> [What is required]: Scan each line of the records for the word "trousers" and extract the ones that have it.

[Collected data entries]
- - - - - - -
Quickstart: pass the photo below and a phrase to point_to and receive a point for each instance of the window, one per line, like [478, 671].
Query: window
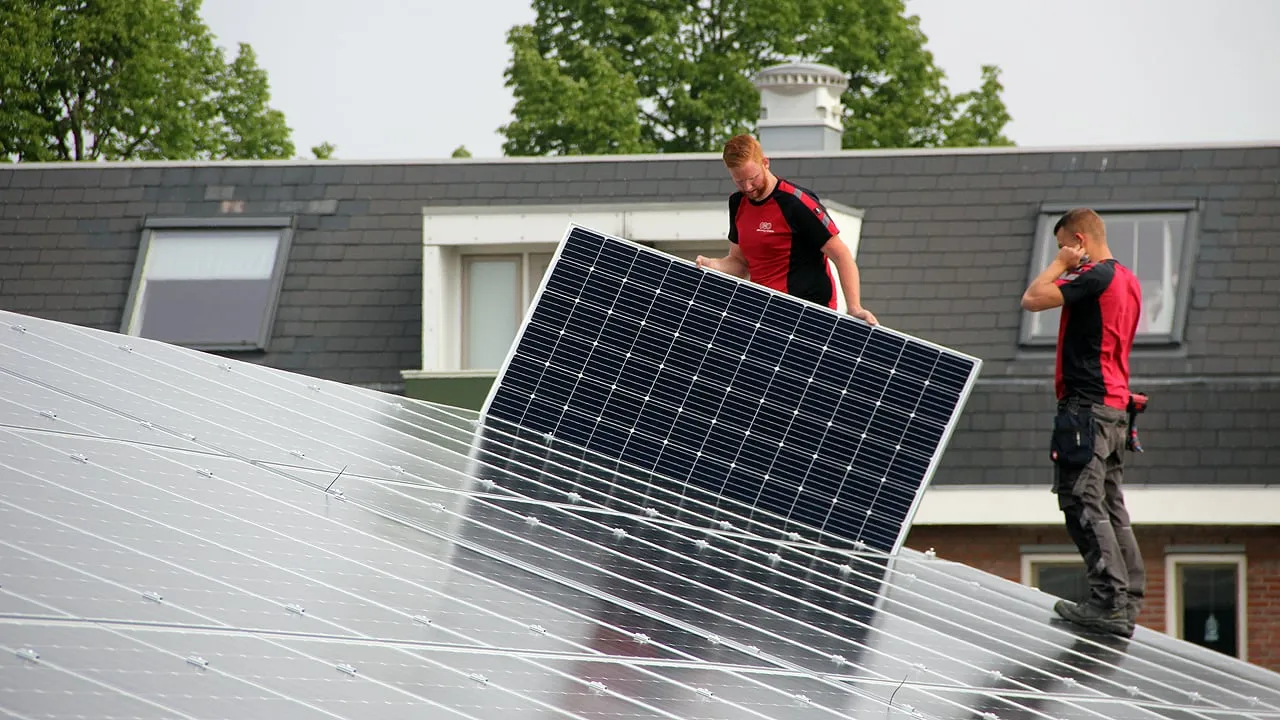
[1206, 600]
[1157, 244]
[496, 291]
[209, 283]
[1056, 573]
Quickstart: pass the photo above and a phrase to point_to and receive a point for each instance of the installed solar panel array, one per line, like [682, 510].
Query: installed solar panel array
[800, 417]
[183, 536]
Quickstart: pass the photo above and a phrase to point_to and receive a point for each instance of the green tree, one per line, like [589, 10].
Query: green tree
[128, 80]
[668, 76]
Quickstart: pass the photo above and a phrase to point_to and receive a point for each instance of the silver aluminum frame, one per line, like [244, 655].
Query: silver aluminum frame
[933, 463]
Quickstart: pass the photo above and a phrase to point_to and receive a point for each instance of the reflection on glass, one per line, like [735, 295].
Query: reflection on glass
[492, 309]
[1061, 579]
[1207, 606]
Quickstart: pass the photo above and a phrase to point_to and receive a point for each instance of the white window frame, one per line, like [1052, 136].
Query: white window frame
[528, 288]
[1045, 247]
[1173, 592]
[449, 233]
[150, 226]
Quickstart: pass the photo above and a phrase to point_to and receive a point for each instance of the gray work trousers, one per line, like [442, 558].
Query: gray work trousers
- - - - - - -
> [Exercise solution]:
Quickstart: pass the photo above and a phrase to point_to and receive a point for each instance of the gray work trousers, one per line, like [442, 558].
Query: gray work trousers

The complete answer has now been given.